TASK DETAILS >> How many lines in the items below contain the word "exposed"? Reply with the number alone.

SUPPLIED RECORDS >>

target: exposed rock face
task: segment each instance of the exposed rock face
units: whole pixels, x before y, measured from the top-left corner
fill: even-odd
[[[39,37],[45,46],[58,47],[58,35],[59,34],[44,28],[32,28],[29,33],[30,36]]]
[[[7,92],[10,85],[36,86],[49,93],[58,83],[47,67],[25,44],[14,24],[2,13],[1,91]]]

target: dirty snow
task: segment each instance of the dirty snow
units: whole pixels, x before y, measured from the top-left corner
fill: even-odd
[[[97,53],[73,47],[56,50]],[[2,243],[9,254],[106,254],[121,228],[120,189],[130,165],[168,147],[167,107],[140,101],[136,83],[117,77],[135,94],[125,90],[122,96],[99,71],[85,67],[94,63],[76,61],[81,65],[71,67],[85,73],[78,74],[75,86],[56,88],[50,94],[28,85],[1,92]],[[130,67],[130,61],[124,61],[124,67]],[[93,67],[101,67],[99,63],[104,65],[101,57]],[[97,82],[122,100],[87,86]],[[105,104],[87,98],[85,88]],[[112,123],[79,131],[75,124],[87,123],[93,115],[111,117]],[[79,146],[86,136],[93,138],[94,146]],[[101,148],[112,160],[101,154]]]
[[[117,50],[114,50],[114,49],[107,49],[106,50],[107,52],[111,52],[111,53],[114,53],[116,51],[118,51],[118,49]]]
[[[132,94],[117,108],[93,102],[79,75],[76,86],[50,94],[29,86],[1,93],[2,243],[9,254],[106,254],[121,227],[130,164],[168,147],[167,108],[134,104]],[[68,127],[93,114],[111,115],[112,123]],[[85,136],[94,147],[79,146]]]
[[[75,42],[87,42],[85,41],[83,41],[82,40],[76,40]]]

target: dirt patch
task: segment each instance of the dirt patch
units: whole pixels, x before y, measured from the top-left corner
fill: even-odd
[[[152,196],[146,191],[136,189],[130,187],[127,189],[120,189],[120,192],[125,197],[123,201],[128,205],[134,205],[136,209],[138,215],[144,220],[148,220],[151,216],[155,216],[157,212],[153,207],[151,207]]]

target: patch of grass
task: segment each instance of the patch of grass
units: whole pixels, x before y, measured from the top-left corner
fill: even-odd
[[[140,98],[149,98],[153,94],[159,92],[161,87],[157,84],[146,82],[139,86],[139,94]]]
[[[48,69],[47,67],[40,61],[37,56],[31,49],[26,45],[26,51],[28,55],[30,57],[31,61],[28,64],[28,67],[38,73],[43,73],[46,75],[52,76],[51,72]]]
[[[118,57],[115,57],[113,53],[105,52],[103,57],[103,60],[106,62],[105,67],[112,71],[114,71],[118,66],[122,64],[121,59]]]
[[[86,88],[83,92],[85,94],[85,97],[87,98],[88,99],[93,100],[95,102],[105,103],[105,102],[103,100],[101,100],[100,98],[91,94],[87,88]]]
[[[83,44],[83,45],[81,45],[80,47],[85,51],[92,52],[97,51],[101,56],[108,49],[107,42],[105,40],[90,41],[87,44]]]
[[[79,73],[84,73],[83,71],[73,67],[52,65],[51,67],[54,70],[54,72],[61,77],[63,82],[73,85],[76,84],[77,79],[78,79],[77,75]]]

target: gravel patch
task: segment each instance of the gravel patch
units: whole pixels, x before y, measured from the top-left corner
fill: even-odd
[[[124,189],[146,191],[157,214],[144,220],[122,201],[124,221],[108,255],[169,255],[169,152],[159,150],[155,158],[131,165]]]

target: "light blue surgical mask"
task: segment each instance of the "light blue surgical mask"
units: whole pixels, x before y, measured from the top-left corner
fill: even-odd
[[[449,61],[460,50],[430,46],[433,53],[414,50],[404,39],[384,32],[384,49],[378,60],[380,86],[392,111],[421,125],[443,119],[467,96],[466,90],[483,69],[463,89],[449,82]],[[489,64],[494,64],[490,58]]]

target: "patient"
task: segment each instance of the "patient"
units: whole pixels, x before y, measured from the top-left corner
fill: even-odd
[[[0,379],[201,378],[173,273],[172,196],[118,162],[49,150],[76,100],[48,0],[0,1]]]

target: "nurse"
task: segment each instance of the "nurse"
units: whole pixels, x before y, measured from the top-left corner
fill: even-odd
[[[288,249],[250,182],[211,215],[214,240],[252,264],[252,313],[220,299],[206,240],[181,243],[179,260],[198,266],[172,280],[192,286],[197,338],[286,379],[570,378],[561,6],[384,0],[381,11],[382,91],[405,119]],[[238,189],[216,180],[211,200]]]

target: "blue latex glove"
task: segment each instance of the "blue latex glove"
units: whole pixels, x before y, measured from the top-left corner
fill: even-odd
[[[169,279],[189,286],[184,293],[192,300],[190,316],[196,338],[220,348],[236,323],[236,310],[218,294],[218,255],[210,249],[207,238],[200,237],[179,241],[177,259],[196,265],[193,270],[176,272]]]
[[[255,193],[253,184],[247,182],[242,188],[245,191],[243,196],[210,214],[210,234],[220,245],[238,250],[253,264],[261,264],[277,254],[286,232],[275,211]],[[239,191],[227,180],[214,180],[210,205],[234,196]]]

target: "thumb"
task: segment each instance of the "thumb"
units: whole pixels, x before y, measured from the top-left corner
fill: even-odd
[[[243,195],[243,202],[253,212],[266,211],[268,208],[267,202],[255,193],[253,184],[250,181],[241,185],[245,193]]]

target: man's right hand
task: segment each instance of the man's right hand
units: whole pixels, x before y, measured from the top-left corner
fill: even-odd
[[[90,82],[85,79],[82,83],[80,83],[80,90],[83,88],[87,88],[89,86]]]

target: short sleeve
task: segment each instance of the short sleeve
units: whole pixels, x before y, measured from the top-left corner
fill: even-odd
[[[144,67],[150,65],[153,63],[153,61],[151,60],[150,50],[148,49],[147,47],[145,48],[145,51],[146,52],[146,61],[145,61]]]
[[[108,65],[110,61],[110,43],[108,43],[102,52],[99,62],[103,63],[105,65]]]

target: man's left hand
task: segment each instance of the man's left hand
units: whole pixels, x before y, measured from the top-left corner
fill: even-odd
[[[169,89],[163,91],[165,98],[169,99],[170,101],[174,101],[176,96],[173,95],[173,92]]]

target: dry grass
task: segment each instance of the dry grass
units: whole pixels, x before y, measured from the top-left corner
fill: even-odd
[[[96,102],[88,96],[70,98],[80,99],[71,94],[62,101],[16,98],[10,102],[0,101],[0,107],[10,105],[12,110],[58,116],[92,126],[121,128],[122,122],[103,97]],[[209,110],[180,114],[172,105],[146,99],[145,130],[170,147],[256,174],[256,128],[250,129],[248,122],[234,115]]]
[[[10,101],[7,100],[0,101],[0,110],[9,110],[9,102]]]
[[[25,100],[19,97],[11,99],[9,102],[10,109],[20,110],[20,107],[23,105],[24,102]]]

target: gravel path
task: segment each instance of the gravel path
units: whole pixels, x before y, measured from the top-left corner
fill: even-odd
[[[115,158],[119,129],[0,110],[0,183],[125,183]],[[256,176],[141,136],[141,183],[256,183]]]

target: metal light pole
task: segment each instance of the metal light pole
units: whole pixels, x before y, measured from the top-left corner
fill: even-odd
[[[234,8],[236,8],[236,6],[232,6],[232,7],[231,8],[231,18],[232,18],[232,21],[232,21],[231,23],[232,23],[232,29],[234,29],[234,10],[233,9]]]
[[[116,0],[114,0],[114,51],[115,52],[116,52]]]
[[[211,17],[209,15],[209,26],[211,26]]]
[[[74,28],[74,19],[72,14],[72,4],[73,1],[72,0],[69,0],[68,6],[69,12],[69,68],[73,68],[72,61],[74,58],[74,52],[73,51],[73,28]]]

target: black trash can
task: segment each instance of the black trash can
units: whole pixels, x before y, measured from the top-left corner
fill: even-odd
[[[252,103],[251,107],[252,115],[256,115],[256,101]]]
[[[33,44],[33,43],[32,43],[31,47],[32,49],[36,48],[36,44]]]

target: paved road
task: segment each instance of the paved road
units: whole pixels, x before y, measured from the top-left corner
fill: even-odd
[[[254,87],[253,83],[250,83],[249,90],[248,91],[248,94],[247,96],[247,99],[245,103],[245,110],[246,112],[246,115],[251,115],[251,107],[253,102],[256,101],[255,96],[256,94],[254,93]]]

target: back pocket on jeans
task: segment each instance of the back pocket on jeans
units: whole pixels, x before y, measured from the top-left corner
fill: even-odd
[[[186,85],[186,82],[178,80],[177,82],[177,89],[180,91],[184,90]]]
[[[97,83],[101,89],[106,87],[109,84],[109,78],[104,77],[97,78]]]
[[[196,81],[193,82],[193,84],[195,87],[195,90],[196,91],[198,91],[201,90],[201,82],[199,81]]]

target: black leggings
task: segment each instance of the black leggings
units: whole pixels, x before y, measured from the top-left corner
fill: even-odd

--

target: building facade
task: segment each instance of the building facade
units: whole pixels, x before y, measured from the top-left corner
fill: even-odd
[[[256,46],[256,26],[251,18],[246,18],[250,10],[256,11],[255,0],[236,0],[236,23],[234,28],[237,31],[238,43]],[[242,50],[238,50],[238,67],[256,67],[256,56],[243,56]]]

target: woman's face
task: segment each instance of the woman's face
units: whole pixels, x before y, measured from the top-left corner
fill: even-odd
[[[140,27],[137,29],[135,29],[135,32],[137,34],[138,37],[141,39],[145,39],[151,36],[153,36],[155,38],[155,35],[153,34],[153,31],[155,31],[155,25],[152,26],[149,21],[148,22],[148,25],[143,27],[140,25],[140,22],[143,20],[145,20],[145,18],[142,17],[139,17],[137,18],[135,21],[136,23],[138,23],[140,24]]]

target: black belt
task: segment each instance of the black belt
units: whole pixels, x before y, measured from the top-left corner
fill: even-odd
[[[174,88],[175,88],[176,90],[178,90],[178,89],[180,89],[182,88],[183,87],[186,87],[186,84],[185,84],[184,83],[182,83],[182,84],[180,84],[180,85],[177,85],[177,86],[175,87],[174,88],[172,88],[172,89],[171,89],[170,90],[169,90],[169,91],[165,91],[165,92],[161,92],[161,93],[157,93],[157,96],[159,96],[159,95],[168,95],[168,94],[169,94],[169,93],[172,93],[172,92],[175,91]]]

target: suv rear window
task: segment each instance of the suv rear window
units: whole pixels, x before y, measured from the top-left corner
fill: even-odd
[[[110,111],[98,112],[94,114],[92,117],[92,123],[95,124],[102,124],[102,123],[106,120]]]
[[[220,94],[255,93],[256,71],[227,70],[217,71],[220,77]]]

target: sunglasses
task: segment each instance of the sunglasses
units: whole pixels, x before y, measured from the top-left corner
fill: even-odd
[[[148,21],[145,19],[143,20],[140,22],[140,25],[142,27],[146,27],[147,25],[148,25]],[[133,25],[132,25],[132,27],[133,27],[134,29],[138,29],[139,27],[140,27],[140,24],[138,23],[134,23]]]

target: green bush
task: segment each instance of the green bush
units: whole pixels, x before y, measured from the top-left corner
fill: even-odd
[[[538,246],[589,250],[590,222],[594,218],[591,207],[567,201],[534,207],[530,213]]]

FULL ANSWER >> 2